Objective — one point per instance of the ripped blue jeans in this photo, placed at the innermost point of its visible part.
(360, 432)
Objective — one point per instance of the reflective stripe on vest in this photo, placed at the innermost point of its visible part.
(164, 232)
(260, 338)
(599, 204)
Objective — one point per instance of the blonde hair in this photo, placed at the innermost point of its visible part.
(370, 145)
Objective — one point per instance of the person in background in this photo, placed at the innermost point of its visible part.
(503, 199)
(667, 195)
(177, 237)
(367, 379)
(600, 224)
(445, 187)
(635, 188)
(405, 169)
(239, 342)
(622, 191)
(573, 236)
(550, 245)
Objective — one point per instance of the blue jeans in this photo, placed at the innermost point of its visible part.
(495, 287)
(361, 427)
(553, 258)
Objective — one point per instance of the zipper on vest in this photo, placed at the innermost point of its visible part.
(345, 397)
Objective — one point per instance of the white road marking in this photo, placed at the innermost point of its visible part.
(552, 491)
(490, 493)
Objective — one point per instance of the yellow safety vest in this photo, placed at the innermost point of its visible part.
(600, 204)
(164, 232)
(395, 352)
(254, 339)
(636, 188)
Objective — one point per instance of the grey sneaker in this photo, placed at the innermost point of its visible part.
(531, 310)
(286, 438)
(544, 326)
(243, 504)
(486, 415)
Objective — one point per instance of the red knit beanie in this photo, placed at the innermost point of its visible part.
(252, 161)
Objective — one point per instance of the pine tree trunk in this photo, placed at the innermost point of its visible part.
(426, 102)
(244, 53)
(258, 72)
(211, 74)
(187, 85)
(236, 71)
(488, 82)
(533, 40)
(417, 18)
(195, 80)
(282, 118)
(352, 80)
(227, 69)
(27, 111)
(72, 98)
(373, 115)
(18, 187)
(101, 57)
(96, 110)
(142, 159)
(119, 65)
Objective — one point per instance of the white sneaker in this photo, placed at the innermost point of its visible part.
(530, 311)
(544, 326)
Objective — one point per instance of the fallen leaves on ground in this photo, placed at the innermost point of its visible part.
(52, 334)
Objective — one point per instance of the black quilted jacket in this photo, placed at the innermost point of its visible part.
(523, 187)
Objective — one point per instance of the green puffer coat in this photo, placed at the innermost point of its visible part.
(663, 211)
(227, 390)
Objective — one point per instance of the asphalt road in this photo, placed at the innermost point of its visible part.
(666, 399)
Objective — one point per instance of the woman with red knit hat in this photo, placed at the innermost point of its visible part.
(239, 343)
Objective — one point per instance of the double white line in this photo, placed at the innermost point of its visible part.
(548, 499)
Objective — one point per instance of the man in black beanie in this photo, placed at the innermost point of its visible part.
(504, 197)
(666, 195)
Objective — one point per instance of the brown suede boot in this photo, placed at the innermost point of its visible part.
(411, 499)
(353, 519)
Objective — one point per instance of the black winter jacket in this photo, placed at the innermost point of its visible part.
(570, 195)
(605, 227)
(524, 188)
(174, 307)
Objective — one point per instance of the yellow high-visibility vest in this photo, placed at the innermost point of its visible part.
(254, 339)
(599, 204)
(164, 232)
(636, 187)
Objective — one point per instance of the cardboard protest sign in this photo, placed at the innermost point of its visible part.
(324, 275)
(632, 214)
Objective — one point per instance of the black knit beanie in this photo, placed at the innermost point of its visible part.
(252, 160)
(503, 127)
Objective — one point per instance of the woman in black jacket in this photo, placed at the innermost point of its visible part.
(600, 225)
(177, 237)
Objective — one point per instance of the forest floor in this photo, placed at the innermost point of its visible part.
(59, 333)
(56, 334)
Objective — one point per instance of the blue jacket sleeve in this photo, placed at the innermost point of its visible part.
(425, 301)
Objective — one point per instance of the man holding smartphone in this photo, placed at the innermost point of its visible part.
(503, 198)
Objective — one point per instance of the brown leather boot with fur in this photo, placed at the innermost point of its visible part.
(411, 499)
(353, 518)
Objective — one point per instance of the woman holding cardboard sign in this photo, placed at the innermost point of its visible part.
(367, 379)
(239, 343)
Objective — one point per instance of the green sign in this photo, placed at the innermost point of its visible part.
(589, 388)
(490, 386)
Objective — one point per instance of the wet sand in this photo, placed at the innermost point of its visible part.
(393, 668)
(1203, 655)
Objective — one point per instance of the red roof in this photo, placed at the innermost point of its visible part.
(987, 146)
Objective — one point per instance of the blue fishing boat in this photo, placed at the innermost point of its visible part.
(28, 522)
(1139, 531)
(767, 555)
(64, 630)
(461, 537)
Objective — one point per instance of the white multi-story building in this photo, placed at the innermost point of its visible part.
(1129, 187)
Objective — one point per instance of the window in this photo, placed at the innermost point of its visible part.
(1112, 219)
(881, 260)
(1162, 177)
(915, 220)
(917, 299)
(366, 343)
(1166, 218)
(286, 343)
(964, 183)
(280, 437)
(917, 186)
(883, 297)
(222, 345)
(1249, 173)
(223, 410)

### What needs to be done
Reproduce all the data precisely, word for word.

### Expected answer
Objective — one point per instance of the ripped blue jeans in this photo, placed at the innermost point of its visible part.
(360, 432)
Objective — one point per instance of the reflective stripe on vest in this photo, placed at the innermost point of its visible part.
(164, 232)
(260, 338)
(599, 204)
Objective — one point per instance of the blonde hair in this photo, placed at the innermost point of its visible part.
(370, 145)
Objective — one point per instance of the person in background in this photo, placed at the innermost point of its visible part.
(503, 199)
(667, 195)
(177, 237)
(367, 379)
(600, 224)
(445, 187)
(635, 188)
(405, 169)
(239, 342)
(622, 191)
(573, 236)
(550, 245)
Objective — one point per instance of the blue jeans in this photo, placed at the innermost point of its visible part.
(495, 287)
(361, 427)
(553, 258)
Objective — one point per instance of the zipper on vest in this photo, placed at the innermost point of its visible part.
(345, 397)
Objective — one point per instance of the white road marking in this photo, placed at the innermost point of its visible part.
(552, 491)
(490, 493)
Objective — one point per instance of the yellow safety vest in this photo, placed at the innermost point of its visible part.
(600, 204)
(164, 232)
(395, 352)
(254, 339)
(636, 188)
Objective — one point per instance of the grey sneaker in this photo, placed at the innermost point of its visible part.
(531, 310)
(286, 438)
(544, 326)
(243, 504)
(486, 415)
Objective — one point per instance of the red knit beanie in this photo, placed at the innermost point of its visible part.
(252, 161)
Objective — one point per instance of the pine tree trunk in this photo, placed at the innermost point of its visible part.
(426, 102)
(244, 53)
(258, 72)
(211, 74)
(187, 85)
(236, 71)
(488, 82)
(533, 40)
(417, 18)
(195, 80)
(282, 118)
(352, 80)
(227, 69)
(27, 111)
(72, 98)
(373, 115)
(18, 187)
(101, 57)
(96, 110)
(142, 159)
(119, 65)
Objective — one point per instance of the white sneaker in this photo, placed at the innermost point of its visible part.
(530, 311)
(544, 326)
Objective — one point per instance of the fallen leaves on ground in this photo, placed at the innermost point of its visible part.
(52, 334)
Objective — one point per instance of the black quilted jacket in this photo, placed at the innermost point of its visible part.
(523, 187)
Objective — one point per instance of the green puffer coat in this photo, placed at the innermost point of its visible part.
(663, 211)
(227, 390)
Objective — one point per instance of the asphalt road in this photo, placed at the innermost point of its visible part.
(666, 399)
Objective — one point per instance of the woman with red knit hat in this photo, placed at the innermost point of its visible part.
(239, 343)
Objective — one point per instance of the double white line in this photo, placed at the innermost point of its visible part.
(548, 499)
Objective — one point per instance of the man in black beanie in this photo, placed at the innermost point of its visible part.
(504, 197)
(666, 195)
Objective — one point per instance of the brown suede boot in this photo, placed at the innermost point of its visible part.
(411, 499)
(353, 519)
Objective — one point per instance of the black winter jacket in this photo, placed at the innermost point of its visible part.
(570, 195)
(605, 227)
(524, 188)
(174, 307)
Objective — one point per instance of the yellow high-visibility vest in this photo, placed at the innermost point of its visible part.
(254, 339)
(599, 204)
(164, 232)
(636, 187)
Objective — one point per instance of the cardboard protest sign in this photo, placed at the innermost point of its visible part.
(324, 275)
(632, 214)
Objective — one point per instance of the black knit beanie in this photo, placed at the innermost point of its visible part.
(252, 160)
(503, 127)
Objective — one point per instance of the woman in black jacket in this photo, placed at the innermost point of its visible part.
(600, 225)
(177, 237)
Objective — one point per instance of the forest floor in this photo, placed at the innermost point of its visible part.
(59, 333)
(56, 334)
Objective — one point per instance of the blue jacket sleeve in this photo, placed at the innermost point of its visible part.
(425, 301)
Objective — one point per instance of the man holding smartphone in this photo, placed at the innermost point of its visible part.
(503, 198)
Objective — one point per instance of the brown leather boot with fur in this photo, placed at the innermost point of its visible part.
(411, 499)
(353, 518)
Objective — one point per instance of the woman holding cardboard sign in this photo, placed at the innermost point of its visible part.
(367, 379)
(239, 343)
Objective — one point per instance of the green sign in this photo, placed at the innermost point of its visible part.
(589, 388)
(490, 386)
Objective — one point per instance of the wet sand in this photo, placed at the innermost point of its visible part.
(393, 668)
(1203, 655)
Objective — one point per instance of the red roof in this photo, placed at the innermost point of its visible part.
(987, 146)
Objective — one point per instance of the blue fishing boat in this photo, placed at the innermost point of its visible part.
(28, 522)
(1139, 531)
(767, 555)
(64, 630)
(461, 537)
Objective — one point per instance of the white multi-story building in this photo, placed at the innermost point of its visible part.
(1129, 187)
Objective — one point per instance of the window in this photo, placed at the innermost point of its visible part.
(1112, 219)
(881, 260)
(1162, 177)
(915, 220)
(917, 299)
(366, 343)
(1166, 218)
(286, 343)
(964, 183)
(280, 437)
(917, 186)
(883, 297)
(222, 345)
(1249, 173)
(223, 410)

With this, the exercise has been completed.